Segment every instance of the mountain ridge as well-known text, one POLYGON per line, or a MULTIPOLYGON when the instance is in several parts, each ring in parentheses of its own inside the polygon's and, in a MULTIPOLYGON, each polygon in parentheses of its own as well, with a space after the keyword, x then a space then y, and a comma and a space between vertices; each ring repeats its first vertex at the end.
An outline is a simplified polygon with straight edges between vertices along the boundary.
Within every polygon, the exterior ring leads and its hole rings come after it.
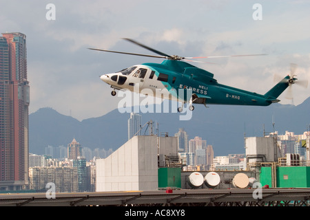
MULTIPOLYGON (((190 120, 179 120, 180 113, 140 113, 143 126, 152 120, 159 132, 171 136, 184 128, 189 140, 199 136, 212 144, 215 155, 244 153, 244 137, 262 136, 265 131, 279 134, 285 131, 302 133, 310 124, 310 97, 297 106, 275 103, 269 107, 195 105, 190 120)), ((29 116, 30 152, 44 154, 48 145, 67 146, 75 138, 82 146, 115 151, 127 140, 130 113, 114 109, 82 121, 62 115, 50 107, 29 116)), ((144 133, 145 129, 143 129, 144 133)))

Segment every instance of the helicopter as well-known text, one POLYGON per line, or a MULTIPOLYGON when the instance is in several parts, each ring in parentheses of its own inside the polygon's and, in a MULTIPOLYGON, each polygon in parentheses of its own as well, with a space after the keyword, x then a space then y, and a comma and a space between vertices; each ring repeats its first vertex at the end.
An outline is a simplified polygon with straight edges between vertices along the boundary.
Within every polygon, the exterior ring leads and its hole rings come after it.
MULTIPOLYGON (((269 106, 278 102, 278 96, 288 87, 296 82, 295 71, 296 65, 291 65, 289 74, 282 78, 265 94, 259 94, 228 85, 220 84, 214 78, 214 74, 192 65, 187 62, 200 61, 192 59, 261 56, 267 54, 231 55, 216 56, 183 57, 168 55, 130 38, 123 38, 138 46, 148 50, 158 55, 148 55, 88 48, 101 52, 117 53, 127 55, 142 56, 164 58, 161 63, 146 63, 134 65, 115 73, 103 74, 100 78, 113 89, 112 96, 116 90, 129 90, 145 95, 167 98, 182 102, 178 111, 182 112, 184 104, 188 104, 190 111, 194 109, 194 104, 229 104, 269 106), (138 89, 136 89, 138 87, 138 89)), ((307 82, 302 83, 307 87, 307 82)))

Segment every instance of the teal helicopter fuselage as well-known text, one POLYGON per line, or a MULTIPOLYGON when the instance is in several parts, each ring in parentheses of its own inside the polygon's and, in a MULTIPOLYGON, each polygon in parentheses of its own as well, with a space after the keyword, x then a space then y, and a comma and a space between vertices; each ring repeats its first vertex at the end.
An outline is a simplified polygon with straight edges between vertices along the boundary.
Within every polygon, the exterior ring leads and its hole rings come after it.
MULTIPOLYGON (((214 74, 180 60, 137 65, 119 72, 102 75, 114 89, 128 89, 169 100, 203 104, 268 106, 289 85, 287 76, 261 95, 219 84, 214 74)), ((296 78, 291 83, 293 83, 296 78)), ((115 91, 112 91, 115 95, 115 91)))

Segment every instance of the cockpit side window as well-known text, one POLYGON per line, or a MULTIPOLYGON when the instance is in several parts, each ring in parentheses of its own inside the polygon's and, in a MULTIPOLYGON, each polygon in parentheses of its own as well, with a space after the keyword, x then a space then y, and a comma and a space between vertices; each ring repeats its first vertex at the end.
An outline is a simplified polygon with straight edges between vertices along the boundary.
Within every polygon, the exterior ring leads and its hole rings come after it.
POLYGON ((135 69, 136 68, 136 67, 131 67, 123 70, 121 70, 120 72, 121 74, 123 74, 123 75, 129 75, 132 73, 132 72, 133 72, 135 69))
POLYGON ((137 69, 136 71, 136 72, 132 75, 132 76, 144 78, 147 72, 147 69, 140 68, 139 69, 137 69))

__________________________________________________

REQUIREMENT:
Please arrange every line of the listing above as a JSON list of strings, one string per line, leaving out blank lines and the pictures.

CORRECT OUTPUT:
[
  "Segment every instance of the mountain ridge as well-known text, one POLYGON per line, or a MULTIPOLYGON when the instance is in several parts, each ring in parentheses of its own inside the polygon's and, in a MULTIPOLYGON, each polygon in parentheses of its own as well, with a space after the keyword, x then a space then y, and a comma and a space between vertices; each ring repeats its first vertex at the end.",
  "An outline is a simplified polygon with straight edges between vertices along the boundary.",
  "Within every polygon, the exterior ring leads and its hole rings come after it.",
  "MULTIPOLYGON (((190 120, 179 120, 180 113, 140 113, 143 126, 152 120, 159 132, 171 136, 184 128, 189 140, 199 136, 212 144, 215 155, 244 153, 244 137, 262 136, 265 131, 279 134, 285 131, 302 133, 310 124, 310 97, 297 106, 275 103, 269 107, 195 105, 190 120)), ((29 116, 30 152, 44 154, 48 145, 67 146, 75 138, 82 146, 115 151, 127 140, 130 113, 114 109, 82 121, 62 115, 50 107, 29 116)), ((144 133, 145 129, 143 129, 144 133)))",
  "Segment every instance of the helicopter as well-known text, one POLYGON per line, or a MULTIPOLYGON when the instance is in several parts, each ring in parentheses of its own inside the polygon's and, in a MULTIPOLYGON, each polygon in parentheses of its own as well, with a space after the keyword, x then a space then y, and a comma and a space between vertices; each ring repeats its first vertex at the end.",
  "An outline is a simplified polygon with straight edges between vertices along the boundary.",
  "Within every polygon, the exterior ring leads and its hole rings come after it.",
  "MULTIPOLYGON (((269 106, 278 102, 278 96, 288 87, 296 82, 295 71, 296 65, 291 65, 289 74, 282 78, 265 94, 259 94, 228 85, 220 84, 214 78, 214 74, 192 65, 187 62, 200 61, 192 59, 261 56, 267 54, 231 55, 216 56, 183 57, 168 55, 130 38, 123 38, 138 46, 148 50, 158 55, 148 55, 88 48, 101 52, 117 53, 127 55, 142 56, 164 58, 161 63, 146 63, 134 65, 115 73, 103 74, 100 78, 113 89, 112 96, 116 90, 129 90, 145 95, 167 98, 182 102, 178 111, 182 112, 184 104, 188 104, 190 111, 194 109, 194 104, 229 104, 269 106), (138 89, 136 89, 138 87, 138 89)), ((307 82, 302 83, 307 87, 307 82)))",
  "Segment every instance of the teal helicopter fuselage as well-known text, one POLYGON per line, or a MULTIPOLYGON when the instance is in several parts, each ring in parentheses of its own inside the polygon's and, in a MULTIPOLYGON, each polygon in parentheses of its own as well, with a space after the keyword, x then a space then y, and a comma and a space between vertices; each ring repeats its first vertex at the end.",
  "An outline is a simplified polygon with straight edges between vertices along the boundary.",
  "Within every polygon, the exterior ring leads and its hole rings come after it.",
  "MULTIPOLYGON (((214 74, 180 60, 137 65, 119 72, 102 75, 114 89, 128 89, 169 100, 203 104, 268 106, 289 85, 287 76, 261 95, 219 84, 214 74)), ((296 78, 291 83, 293 83, 296 78)), ((115 91, 112 91, 115 95, 115 91)))",
  "Segment every instance of the cockpit side window as well-known text, one POLYGON per line, or a MULTIPOLYGON when the instance is in several parts, each ring in parentheses of its own inside the polygon's and, in a MULTIPOLYGON, each polygon in parentheses of its own as well, with a space after the keyword, x then a space then y, and a comma and a space between vertices; each ring repeats its first vertex at the end.",
  "An outline is a simplified polygon with straight edges between vertices along the boundary.",
  "Within every polygon, the exterior ring leads and its hole rings come after it.",
  "POLYGON ((135 69, 136 68, 136 67, 131 67, 123 70, 121 70, 120 72, 121 74, 123 74, 123 75, 129 75, 132 73, 132 72, 133 72, 135 69))",
  "POLYGON ((137 69, 136 71, 136 72, 132 75, 132 76, 144 78, 147 72, 147 69, 140 68, 139 69, 137 69))"
]